§ **AIM OF THE TASK**
Take each line of the entries below that contains "positive" and copy it.

[[ DATA FOR THIS EXERCISE open ]]

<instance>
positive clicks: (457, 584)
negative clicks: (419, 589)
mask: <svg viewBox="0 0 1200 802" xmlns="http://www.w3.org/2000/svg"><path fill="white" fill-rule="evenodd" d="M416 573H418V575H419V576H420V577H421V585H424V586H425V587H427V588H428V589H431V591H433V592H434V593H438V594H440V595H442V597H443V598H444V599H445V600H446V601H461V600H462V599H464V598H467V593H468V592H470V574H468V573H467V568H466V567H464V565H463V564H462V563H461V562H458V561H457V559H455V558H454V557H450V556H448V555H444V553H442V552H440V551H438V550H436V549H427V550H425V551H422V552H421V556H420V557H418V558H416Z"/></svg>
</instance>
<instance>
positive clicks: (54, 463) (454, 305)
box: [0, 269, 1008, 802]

[[ DATA FOR THIS EXERCISE closed ]]
[[ DATA FOR THIS EXERCISE open ]]

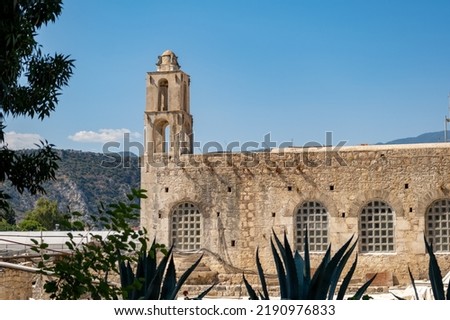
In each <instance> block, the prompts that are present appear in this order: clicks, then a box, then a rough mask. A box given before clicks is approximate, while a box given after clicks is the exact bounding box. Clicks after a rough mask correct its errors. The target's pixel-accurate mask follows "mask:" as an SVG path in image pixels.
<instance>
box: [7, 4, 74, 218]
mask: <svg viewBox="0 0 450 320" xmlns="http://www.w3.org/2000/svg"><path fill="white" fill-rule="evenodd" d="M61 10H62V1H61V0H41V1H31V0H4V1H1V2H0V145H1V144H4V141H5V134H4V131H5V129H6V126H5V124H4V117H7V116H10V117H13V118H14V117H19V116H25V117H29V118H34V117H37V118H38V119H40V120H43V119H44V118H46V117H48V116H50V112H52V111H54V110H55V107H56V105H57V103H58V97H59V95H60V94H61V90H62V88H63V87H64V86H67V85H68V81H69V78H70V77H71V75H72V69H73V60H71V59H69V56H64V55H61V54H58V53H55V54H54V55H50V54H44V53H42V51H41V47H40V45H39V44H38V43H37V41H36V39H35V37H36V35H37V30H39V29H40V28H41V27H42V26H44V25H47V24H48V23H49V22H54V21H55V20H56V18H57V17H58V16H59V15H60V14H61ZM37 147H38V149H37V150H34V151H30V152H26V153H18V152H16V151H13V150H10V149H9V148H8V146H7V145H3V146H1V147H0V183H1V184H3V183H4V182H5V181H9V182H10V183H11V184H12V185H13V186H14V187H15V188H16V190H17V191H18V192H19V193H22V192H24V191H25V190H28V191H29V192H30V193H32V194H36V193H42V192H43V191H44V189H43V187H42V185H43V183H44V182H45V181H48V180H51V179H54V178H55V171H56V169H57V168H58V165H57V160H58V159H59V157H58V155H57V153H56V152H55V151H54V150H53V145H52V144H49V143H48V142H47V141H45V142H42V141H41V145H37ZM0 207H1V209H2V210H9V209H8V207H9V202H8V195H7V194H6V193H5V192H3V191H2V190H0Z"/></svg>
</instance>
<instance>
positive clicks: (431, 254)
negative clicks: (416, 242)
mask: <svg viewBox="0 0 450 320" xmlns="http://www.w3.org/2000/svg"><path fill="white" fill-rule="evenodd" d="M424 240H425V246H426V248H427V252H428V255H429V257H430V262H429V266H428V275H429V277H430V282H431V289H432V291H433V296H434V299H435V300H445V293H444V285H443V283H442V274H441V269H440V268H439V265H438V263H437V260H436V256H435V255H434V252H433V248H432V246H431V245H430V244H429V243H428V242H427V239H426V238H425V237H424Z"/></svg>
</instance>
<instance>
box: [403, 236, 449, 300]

[[ DATA FOR THIS EXERCISE closed ]]

§ **RESPONSE**
positive clicks: (457, 584)
positive clicks: (54, 463) (454, 305)
positive clicks: (431, 254)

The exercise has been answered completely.